## WRITTEN REQUEST:
Show each line in the rows below that has the word "white" in it, copied in full.

Pointing rows
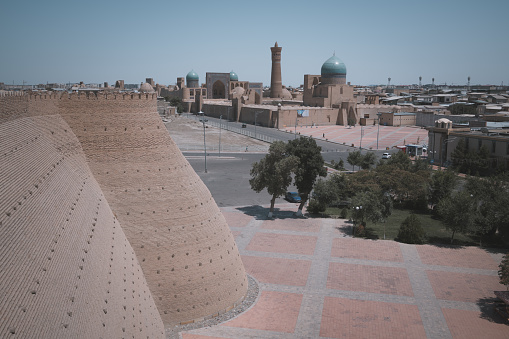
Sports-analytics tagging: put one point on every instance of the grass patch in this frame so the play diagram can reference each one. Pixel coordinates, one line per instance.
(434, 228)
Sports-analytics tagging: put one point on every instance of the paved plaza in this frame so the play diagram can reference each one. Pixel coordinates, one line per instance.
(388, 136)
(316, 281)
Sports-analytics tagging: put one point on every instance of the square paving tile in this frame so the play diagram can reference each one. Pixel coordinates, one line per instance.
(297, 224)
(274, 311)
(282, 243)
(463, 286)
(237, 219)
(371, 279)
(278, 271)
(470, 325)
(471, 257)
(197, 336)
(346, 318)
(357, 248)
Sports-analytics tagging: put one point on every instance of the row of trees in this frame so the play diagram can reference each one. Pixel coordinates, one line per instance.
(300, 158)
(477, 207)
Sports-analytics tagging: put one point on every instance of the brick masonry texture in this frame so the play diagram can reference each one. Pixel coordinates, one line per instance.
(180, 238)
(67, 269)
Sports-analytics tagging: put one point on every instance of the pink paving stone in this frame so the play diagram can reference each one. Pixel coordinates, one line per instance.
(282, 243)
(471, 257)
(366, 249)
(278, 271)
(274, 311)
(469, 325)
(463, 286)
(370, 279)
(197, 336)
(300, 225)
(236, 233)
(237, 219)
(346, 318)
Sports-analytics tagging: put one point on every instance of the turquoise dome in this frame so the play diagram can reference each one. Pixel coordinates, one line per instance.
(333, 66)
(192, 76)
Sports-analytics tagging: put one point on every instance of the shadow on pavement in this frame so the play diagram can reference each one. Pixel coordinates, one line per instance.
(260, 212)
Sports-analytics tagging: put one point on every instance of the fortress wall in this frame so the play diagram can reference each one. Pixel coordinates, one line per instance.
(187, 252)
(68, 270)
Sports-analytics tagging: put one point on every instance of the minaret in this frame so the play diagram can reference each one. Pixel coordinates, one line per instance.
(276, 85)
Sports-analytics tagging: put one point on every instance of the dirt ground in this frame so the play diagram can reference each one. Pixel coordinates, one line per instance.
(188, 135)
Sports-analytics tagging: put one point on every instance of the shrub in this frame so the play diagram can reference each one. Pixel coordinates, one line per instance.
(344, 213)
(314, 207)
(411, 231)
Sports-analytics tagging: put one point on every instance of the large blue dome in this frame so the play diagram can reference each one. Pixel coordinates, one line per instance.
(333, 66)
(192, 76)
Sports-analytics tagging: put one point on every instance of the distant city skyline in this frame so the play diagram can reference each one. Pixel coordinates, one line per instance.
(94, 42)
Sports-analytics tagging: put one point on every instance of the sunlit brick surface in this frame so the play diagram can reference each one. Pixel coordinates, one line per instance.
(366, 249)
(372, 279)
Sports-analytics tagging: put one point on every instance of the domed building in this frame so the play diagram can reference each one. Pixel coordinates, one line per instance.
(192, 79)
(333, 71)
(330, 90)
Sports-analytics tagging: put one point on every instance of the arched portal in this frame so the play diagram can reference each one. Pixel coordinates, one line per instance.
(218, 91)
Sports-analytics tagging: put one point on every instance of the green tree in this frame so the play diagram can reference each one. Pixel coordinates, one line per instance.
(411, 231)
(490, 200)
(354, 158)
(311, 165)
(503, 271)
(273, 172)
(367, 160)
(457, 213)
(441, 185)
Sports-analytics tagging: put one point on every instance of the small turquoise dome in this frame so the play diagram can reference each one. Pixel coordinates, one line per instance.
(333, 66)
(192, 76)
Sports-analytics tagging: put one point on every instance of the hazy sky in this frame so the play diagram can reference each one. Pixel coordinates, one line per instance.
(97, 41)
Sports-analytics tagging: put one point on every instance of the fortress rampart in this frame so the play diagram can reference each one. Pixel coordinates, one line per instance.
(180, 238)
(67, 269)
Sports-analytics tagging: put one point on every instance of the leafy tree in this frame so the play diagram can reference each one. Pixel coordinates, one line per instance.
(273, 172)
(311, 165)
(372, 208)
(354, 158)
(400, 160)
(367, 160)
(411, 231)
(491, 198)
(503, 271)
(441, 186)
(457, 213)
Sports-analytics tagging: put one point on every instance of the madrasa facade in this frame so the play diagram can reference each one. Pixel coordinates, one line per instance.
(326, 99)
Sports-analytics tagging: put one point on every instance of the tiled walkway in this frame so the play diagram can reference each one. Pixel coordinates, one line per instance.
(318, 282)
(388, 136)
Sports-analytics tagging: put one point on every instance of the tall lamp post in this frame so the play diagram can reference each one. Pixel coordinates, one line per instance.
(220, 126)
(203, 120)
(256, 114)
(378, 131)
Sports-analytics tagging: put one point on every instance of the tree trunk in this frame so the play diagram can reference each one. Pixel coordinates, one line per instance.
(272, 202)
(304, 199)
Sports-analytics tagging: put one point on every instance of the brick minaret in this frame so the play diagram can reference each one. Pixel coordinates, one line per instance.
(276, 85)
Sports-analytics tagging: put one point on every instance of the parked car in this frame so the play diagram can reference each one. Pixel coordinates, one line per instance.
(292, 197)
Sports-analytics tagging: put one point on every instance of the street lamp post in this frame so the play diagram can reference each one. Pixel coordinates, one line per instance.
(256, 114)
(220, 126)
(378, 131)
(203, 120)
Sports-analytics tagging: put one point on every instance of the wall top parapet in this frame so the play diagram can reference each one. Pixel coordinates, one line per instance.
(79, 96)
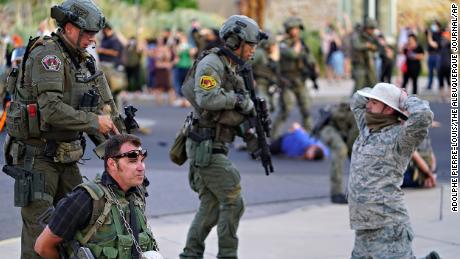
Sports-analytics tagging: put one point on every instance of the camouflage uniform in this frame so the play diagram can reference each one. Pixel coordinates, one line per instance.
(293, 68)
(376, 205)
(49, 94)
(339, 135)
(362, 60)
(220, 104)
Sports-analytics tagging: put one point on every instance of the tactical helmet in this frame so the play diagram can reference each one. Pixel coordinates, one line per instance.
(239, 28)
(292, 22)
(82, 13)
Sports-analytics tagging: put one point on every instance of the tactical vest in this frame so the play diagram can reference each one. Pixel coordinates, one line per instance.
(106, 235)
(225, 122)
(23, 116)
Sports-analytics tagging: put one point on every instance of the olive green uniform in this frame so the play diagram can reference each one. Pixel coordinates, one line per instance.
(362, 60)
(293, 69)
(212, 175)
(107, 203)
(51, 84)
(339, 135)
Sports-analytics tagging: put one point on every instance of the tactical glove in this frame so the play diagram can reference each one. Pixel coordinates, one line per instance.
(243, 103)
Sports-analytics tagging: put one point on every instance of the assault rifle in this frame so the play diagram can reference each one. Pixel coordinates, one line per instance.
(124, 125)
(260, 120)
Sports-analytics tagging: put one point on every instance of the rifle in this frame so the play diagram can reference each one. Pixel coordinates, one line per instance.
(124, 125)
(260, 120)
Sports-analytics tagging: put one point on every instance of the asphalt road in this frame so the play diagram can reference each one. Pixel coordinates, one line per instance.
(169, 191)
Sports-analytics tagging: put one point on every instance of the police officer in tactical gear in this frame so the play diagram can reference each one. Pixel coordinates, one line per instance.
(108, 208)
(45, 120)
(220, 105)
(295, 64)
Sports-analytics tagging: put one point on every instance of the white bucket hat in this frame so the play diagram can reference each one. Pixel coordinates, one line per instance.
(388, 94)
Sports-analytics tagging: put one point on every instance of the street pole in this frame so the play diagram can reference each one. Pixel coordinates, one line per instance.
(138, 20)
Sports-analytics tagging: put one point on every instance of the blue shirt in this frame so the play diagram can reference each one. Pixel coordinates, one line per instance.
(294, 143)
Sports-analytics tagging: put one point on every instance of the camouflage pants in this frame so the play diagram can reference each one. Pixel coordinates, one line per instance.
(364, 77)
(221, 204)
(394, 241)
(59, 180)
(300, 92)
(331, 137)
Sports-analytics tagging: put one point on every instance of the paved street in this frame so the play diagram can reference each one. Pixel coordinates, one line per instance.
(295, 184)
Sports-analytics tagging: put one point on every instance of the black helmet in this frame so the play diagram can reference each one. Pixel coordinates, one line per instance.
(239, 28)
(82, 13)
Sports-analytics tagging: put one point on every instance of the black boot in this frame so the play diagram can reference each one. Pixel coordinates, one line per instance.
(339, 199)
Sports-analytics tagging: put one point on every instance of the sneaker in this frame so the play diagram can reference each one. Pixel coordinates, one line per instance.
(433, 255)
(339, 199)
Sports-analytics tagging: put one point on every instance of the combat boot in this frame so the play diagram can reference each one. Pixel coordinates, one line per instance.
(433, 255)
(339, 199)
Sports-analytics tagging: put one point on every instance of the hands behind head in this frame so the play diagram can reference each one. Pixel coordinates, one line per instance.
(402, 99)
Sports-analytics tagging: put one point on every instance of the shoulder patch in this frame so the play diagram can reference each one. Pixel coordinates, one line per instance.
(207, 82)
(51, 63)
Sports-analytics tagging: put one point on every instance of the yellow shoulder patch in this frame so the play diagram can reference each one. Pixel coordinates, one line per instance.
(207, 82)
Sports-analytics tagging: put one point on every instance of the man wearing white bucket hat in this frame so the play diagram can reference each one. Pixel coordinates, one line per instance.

--

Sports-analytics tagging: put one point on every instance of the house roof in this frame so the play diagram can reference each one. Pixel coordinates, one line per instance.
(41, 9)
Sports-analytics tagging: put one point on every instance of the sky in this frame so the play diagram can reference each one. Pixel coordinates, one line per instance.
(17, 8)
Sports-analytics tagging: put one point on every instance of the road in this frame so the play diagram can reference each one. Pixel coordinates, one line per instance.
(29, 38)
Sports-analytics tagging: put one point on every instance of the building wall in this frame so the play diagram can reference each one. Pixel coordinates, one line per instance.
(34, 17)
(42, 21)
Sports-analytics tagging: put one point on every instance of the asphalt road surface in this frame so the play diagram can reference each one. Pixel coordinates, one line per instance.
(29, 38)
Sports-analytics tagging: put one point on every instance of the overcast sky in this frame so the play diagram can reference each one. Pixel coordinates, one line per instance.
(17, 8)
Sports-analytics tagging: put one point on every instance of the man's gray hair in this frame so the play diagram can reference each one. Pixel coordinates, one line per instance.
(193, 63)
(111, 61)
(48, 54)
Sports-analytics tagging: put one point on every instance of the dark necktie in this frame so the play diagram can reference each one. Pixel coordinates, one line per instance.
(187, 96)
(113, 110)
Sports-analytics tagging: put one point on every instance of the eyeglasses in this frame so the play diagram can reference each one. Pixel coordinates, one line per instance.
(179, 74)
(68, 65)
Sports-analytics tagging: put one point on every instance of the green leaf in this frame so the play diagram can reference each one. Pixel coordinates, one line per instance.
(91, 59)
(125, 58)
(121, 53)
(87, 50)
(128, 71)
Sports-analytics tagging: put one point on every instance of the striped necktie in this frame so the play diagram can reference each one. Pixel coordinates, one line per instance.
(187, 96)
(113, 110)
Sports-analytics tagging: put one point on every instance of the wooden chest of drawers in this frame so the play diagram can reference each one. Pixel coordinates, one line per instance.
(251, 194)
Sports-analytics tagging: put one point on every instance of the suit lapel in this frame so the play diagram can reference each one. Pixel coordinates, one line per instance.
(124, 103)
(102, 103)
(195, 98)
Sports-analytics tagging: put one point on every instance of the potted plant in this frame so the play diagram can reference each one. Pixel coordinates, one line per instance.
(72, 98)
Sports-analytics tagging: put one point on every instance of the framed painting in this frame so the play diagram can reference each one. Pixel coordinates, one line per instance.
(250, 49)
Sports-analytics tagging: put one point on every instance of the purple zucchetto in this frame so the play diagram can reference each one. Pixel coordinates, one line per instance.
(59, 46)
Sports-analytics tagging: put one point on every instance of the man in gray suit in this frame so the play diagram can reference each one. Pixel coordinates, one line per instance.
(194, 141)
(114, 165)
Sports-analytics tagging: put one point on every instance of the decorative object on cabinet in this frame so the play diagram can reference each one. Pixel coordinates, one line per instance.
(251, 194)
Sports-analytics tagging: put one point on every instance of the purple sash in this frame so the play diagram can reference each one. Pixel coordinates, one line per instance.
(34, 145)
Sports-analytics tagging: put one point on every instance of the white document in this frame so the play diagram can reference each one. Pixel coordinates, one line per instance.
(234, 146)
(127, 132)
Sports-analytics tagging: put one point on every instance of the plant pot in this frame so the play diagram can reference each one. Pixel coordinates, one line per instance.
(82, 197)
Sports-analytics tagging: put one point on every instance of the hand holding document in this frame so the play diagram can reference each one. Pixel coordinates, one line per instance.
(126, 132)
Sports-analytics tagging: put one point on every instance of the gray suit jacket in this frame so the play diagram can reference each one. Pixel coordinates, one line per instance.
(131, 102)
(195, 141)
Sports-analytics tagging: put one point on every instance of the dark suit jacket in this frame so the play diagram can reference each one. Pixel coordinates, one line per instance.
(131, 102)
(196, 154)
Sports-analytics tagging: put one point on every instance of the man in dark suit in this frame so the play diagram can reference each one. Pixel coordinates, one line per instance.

--

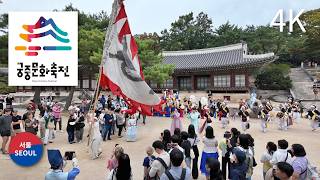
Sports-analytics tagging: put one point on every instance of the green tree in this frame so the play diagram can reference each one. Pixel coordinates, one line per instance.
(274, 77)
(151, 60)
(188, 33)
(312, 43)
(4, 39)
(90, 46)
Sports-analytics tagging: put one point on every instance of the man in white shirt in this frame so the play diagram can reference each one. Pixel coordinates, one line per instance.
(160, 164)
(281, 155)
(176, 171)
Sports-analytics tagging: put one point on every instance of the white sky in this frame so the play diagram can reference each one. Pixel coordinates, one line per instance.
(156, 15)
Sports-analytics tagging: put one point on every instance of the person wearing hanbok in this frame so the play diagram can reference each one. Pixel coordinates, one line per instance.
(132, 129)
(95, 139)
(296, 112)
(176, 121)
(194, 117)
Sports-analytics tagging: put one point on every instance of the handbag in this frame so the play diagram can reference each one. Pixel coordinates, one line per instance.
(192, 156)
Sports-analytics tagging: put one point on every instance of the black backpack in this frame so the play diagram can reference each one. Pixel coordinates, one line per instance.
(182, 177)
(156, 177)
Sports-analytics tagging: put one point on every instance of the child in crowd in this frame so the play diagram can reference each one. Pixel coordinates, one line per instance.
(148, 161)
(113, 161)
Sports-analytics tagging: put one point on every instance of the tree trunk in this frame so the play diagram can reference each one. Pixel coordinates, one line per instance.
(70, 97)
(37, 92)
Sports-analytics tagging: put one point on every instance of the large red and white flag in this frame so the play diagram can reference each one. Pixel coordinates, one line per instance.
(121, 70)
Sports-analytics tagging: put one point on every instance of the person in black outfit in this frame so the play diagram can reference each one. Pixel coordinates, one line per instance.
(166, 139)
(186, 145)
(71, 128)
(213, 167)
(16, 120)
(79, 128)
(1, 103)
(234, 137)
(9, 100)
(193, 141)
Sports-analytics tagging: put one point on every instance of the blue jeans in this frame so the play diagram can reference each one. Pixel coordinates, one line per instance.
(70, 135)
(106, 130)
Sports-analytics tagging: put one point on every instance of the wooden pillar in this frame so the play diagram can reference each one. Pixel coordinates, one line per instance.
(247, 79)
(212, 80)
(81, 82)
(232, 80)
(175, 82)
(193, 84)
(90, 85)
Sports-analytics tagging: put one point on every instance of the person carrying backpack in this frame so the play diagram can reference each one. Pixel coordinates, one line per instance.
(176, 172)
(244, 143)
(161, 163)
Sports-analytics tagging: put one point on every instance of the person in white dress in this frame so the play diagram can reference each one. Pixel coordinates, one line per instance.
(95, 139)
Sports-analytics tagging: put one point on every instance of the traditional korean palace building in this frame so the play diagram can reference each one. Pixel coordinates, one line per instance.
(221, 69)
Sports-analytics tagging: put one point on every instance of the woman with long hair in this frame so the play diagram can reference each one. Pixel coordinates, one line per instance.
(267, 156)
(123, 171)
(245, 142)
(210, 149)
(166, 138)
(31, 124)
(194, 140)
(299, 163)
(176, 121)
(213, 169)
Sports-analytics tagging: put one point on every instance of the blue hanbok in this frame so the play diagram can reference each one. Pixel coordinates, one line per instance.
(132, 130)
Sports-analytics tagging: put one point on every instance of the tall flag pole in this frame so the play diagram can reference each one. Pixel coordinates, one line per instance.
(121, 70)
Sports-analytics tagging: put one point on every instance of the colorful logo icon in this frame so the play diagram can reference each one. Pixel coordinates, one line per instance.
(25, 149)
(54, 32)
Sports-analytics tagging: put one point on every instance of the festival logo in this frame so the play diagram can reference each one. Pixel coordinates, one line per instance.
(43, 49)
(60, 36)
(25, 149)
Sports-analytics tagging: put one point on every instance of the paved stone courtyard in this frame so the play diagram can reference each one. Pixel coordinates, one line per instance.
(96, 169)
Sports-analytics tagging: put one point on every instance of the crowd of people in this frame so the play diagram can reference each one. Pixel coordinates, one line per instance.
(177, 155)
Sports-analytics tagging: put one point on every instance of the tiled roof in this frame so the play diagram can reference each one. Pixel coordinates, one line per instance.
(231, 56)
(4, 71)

## THE SOLUTION:
Sports-analytics tagging: put one point on every instance of the white bucket hat in this frame so the play diagram can reference each one. Pixel coordinates, one line per instance.
Sports-analytics tagging: put one point on every instance of the man wearing white bucket hat in this frame so the play diagram can reference each one. Pixel coordinates, one line per instance.
Sports-analytics tagging: put one point on every instance of the white document in this frame so the play diagram can reference each one. Pixel coordinates, one line per instance.
Sports-analytics tagging: put one point on every instance of the man in white shirt in this frame so the play diagram can reference each one. Pixel coordinates, one line per instance.
Sports-analytics tagging: put one point on every instance of the white sky in this frame so the play diagram can reference each one. Pixel coordinates, one line per instance.
Sports-analytics tagging: put one point on every instance of the large red and white flag in this frame so the play diagram can reference each one. Pixel coordinates, one line per instance.
Sports-analytics tagging: put one point on every instance of the person in white dress in this frame so the play diagram can reference each one. Pixel coordinates, one line per instance.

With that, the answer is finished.